▼

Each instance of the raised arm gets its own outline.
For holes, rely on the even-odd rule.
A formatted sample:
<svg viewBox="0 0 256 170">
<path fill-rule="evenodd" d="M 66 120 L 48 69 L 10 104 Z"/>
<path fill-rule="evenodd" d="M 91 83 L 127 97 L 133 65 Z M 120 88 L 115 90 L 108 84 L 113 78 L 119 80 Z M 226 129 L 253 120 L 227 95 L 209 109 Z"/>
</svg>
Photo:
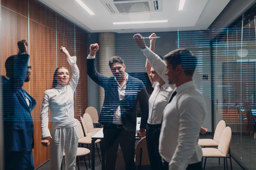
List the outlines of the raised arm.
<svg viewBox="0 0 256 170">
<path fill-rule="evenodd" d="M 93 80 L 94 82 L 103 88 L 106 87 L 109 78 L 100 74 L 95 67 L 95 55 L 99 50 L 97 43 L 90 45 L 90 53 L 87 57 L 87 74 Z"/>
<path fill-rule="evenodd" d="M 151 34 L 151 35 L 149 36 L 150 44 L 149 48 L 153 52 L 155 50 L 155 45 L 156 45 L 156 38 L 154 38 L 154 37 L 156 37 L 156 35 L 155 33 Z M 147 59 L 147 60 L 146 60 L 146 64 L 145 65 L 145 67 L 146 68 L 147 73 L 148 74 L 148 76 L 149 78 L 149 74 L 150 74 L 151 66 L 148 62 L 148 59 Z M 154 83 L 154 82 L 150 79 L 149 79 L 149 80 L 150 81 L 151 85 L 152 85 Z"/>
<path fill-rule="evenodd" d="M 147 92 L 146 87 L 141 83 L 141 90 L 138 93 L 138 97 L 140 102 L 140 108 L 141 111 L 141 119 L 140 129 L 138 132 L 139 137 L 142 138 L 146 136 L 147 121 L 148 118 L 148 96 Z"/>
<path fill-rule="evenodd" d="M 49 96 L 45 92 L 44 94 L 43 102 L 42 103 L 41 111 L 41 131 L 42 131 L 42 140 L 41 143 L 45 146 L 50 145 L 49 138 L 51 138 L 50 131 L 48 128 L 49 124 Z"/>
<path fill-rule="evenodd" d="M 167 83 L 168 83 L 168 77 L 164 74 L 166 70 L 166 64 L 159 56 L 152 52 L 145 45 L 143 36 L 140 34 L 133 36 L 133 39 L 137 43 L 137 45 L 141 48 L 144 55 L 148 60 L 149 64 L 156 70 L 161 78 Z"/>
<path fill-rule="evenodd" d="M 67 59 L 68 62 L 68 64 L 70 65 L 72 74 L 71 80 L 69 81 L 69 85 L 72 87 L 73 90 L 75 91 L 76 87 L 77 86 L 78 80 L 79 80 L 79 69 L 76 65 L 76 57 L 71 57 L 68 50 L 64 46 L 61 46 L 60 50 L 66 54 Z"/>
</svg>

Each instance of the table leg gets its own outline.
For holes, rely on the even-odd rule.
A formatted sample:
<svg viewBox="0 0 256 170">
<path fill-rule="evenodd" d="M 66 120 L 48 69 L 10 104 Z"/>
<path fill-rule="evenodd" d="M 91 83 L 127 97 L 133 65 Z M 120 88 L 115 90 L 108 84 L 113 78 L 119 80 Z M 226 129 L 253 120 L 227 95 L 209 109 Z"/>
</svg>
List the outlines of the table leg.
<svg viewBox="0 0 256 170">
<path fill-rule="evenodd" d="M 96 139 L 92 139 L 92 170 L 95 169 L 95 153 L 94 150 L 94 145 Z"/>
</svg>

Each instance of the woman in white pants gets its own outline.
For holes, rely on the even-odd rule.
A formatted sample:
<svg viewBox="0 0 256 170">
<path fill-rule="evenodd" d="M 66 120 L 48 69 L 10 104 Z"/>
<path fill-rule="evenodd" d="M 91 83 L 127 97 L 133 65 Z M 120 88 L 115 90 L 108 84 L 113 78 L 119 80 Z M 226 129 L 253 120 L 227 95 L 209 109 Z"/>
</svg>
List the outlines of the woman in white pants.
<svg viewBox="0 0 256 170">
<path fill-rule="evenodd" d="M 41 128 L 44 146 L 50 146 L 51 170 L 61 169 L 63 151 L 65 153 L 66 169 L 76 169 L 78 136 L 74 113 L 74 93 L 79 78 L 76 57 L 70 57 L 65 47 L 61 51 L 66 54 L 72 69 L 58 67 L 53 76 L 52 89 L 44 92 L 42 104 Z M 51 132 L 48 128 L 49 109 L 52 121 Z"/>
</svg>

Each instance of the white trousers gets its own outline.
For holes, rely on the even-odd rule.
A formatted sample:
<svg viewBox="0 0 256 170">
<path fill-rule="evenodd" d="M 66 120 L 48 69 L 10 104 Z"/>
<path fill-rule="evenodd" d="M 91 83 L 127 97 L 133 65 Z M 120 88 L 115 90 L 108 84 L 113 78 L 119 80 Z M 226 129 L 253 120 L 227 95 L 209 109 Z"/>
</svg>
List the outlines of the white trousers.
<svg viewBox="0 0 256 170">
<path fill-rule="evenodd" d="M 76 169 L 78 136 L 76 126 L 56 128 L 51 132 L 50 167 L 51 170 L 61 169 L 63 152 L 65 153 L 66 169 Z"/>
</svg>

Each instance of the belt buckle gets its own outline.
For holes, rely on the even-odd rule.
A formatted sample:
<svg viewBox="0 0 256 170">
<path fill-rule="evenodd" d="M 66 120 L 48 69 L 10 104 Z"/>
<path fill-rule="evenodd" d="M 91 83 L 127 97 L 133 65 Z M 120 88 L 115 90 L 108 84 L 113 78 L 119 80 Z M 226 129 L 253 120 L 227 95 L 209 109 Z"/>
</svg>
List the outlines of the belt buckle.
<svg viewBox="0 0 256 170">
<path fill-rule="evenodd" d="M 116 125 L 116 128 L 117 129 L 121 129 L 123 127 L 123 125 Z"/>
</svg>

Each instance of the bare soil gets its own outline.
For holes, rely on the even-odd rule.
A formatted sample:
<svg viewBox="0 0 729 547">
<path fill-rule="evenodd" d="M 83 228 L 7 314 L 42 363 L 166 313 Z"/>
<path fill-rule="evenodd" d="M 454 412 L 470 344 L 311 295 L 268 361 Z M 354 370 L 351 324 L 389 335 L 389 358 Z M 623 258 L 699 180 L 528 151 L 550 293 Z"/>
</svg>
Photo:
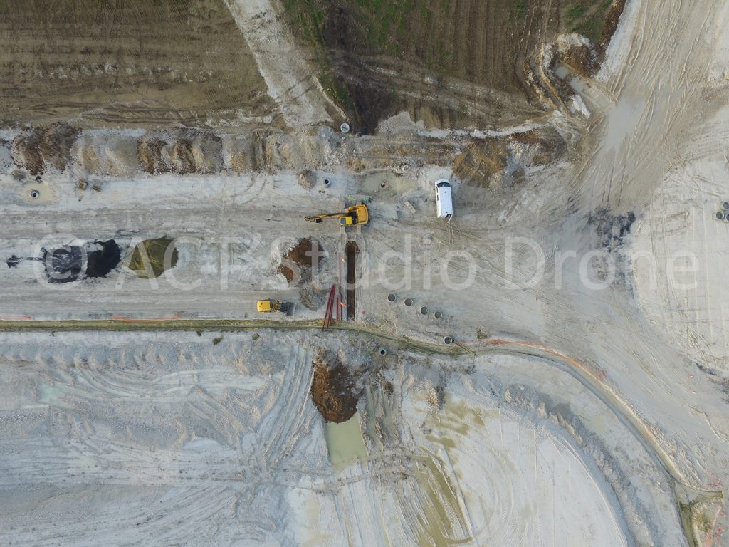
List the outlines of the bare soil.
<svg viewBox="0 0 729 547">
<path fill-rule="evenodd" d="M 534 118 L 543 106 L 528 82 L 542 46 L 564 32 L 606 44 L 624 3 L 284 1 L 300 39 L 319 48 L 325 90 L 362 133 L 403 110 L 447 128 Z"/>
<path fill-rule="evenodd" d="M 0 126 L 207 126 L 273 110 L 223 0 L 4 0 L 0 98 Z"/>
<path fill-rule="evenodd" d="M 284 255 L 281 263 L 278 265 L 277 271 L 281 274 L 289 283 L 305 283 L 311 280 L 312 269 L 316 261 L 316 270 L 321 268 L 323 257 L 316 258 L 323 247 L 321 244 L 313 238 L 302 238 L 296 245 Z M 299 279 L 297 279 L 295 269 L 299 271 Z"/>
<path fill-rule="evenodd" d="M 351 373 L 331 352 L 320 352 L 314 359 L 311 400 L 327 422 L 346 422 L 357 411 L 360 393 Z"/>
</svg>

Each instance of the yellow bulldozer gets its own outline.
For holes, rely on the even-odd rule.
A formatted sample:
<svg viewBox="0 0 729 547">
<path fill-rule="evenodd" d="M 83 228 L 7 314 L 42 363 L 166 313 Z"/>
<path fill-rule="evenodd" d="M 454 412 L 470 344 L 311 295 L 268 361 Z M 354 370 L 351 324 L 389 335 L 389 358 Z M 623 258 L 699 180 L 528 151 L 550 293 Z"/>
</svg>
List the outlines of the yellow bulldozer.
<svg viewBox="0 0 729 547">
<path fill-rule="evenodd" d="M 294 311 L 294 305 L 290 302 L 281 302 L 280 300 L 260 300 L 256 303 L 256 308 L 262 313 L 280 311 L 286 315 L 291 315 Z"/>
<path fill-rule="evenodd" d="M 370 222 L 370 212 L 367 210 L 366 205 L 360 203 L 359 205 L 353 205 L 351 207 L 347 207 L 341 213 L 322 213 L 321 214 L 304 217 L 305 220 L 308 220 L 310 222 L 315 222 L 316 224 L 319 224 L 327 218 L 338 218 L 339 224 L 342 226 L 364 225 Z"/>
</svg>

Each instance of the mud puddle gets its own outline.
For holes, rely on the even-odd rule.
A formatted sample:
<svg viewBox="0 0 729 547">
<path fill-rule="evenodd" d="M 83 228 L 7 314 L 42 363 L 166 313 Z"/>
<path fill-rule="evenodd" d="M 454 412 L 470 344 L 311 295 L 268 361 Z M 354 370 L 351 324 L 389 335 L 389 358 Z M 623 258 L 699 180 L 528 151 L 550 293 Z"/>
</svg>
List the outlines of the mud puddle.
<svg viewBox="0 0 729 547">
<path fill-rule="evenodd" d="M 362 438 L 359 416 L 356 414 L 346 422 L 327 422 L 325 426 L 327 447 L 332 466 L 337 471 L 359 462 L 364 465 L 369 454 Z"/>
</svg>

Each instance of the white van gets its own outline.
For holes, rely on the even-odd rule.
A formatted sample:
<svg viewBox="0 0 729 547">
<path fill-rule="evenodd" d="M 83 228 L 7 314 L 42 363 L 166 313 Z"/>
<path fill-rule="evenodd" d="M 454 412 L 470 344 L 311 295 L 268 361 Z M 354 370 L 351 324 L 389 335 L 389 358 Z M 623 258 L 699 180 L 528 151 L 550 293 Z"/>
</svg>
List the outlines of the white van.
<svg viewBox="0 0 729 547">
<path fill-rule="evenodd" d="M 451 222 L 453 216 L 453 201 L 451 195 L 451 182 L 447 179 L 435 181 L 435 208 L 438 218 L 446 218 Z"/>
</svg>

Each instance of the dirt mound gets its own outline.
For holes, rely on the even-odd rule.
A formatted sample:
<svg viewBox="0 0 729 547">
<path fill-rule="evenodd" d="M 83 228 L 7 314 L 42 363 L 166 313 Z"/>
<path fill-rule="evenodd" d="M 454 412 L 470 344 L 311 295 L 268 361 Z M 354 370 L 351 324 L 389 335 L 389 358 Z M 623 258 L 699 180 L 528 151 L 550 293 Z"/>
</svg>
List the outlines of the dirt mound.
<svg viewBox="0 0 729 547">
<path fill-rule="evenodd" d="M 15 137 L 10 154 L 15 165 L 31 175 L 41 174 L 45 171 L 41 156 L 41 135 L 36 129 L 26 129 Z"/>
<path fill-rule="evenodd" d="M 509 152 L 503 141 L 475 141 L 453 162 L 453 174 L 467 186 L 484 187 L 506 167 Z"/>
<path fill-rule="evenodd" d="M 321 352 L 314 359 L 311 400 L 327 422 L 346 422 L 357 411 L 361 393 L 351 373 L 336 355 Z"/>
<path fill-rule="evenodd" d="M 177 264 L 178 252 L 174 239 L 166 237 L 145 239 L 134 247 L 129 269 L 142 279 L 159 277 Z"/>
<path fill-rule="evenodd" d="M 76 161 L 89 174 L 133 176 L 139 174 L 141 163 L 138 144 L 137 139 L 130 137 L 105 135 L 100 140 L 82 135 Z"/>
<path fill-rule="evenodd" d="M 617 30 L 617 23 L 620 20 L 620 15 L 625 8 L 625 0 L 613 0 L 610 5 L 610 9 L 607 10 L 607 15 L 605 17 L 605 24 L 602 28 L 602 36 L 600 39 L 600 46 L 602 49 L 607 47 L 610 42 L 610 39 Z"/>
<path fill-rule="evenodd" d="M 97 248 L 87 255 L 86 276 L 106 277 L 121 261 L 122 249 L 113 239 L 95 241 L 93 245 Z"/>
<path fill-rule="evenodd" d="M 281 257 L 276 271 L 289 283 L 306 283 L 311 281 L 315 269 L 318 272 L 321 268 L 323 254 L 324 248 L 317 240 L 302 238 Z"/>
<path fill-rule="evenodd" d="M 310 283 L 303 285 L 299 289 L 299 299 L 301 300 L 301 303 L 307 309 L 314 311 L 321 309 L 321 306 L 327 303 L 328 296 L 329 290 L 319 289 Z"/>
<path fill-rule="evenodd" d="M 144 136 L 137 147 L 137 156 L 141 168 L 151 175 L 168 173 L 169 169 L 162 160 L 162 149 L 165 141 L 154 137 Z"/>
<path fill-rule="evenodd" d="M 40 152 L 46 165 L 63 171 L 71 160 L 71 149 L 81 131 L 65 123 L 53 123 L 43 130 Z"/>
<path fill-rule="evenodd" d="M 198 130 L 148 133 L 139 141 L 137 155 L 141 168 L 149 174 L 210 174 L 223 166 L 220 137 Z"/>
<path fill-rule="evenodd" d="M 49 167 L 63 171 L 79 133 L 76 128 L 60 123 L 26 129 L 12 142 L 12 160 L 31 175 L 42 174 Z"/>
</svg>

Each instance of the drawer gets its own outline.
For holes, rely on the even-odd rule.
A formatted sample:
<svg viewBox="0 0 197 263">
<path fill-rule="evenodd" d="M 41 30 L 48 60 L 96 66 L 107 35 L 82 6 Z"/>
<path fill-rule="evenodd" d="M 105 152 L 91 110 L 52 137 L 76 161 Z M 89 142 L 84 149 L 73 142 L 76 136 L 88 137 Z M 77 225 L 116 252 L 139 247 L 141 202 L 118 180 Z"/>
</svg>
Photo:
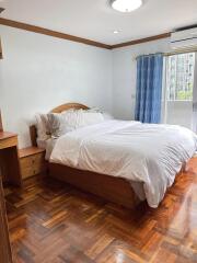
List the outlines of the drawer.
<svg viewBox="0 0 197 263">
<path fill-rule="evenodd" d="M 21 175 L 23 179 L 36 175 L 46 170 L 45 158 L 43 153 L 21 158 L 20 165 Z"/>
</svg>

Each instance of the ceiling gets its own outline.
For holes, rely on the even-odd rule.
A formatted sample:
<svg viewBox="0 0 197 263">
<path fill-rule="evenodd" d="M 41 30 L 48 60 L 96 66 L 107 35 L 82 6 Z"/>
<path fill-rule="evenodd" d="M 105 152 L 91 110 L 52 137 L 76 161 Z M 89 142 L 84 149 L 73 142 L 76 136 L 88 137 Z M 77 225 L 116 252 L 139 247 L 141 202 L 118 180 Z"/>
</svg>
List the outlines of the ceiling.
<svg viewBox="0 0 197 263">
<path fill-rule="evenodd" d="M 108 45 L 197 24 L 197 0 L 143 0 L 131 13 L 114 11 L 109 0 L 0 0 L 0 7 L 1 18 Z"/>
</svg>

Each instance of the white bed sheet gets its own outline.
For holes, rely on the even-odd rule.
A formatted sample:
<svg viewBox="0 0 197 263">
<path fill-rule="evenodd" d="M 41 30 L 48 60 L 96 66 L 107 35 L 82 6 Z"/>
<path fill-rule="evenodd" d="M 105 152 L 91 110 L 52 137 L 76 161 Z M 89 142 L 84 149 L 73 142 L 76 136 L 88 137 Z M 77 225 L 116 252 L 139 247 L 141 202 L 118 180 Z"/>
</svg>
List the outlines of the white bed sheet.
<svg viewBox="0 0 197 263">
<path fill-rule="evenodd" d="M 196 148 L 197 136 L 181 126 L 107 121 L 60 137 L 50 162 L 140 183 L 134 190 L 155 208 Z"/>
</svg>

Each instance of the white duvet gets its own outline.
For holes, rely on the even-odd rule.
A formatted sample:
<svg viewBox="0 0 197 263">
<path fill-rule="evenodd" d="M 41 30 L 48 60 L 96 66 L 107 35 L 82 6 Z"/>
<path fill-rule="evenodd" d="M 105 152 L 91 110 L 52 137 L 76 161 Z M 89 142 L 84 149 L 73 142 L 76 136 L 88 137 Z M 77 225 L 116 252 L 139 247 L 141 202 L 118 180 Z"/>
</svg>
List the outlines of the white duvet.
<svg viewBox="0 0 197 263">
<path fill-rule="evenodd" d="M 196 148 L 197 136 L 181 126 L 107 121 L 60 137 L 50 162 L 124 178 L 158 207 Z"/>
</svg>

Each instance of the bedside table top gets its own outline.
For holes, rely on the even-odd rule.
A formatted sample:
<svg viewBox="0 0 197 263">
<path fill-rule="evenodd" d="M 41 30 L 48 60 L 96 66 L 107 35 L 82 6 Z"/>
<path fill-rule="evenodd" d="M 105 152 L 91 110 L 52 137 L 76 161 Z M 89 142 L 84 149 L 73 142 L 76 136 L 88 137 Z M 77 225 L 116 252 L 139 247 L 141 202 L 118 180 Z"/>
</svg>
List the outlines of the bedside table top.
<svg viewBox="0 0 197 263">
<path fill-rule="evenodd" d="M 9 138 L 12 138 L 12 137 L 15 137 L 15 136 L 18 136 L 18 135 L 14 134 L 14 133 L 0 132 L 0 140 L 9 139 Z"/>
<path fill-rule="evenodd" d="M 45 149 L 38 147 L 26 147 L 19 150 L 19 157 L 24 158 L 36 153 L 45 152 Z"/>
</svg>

▲

Everything from the line containing "Each instance of the bedside" through the last line of the records must be given again exactly; leave out all other lines.

● **Answer**
Each instance of the bedside table top gets its own outline.
For holes, rely on the even-odd rule.
A formatted sample:
<svg viewBox="0 0 197 263">
<path fill-rule="evenodd" d="M 41 30 L 48 60 L 96 66 L 107 35 L 82 6 Z"/>
<path fill-rule="evenodd" d="M 105 152 L 91 110 L 52 137 L 76 161 Z M 89 142 L 84 149 L 73 142 L 76 136 L 88 137 Z M 77 225 L 116 252 L 139 247 L 141 202 L 118 180 Z"/>
</svg>
List the outlines of the bedside table top.
<svg viewBox="0 0 197 263">
<path fill-rule="evenodd" d="M 9 138 L 12 138 L 12 137 L 15 137 L 15 136 L 18 136 L 18 135 L 14 134 L 14 133 L 0 132 L 0 140 L 9 139 Z"/>
<path fill-rule="evenodd" d="M 45 149 L 38 147 L 26 147 L 19 150 L 19 157 L 24 158 L 36 153 L 45 152 Z"/>
</svg>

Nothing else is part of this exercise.